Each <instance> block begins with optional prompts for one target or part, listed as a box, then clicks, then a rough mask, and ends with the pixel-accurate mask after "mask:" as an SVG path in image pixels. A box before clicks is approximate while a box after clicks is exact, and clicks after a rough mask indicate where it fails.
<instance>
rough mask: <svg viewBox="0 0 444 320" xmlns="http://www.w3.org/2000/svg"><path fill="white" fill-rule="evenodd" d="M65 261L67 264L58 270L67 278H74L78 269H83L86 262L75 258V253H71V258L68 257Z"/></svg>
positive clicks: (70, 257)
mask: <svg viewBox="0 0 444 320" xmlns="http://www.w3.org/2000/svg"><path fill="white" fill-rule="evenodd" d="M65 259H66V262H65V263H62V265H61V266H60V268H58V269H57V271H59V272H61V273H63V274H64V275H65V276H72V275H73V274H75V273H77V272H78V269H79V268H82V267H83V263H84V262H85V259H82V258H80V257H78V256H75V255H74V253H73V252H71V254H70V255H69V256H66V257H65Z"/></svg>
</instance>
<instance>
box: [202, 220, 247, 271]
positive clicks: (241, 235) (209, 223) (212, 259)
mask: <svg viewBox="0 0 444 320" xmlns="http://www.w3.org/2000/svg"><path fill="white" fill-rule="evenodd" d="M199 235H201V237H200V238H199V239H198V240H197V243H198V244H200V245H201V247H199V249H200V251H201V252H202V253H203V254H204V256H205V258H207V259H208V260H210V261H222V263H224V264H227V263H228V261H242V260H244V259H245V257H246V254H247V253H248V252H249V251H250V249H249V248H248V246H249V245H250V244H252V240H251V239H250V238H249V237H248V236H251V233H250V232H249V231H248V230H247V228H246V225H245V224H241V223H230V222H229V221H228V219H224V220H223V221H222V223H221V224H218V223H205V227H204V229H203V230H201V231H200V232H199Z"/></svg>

···

Exercise description.
Needed here are the exact lines from the start of the material through the line that contains "rough mask: <svg", and no others.

Response.
Each <instance> block begins with optional prompts for one target or part, listed as a box, then clicks, then a rough mask, and ends with the pixel-accurate mask after "mask:" as an SVG path in image pixels. A box before clicks is approximate while a box after clicks is exact, and clicks after a rough mask indicate where it fails.
<instance>
rough mask: <svg viewBox="0 0 444 320" xmlns="http://www.w3.org/2000/svg"><path fill="white" fill-rule="evenodd" d="M65 261L67 264L58 270L67 278H74L78 269H83L86 262L75 258V253H71V258L68 257Z"/></svg>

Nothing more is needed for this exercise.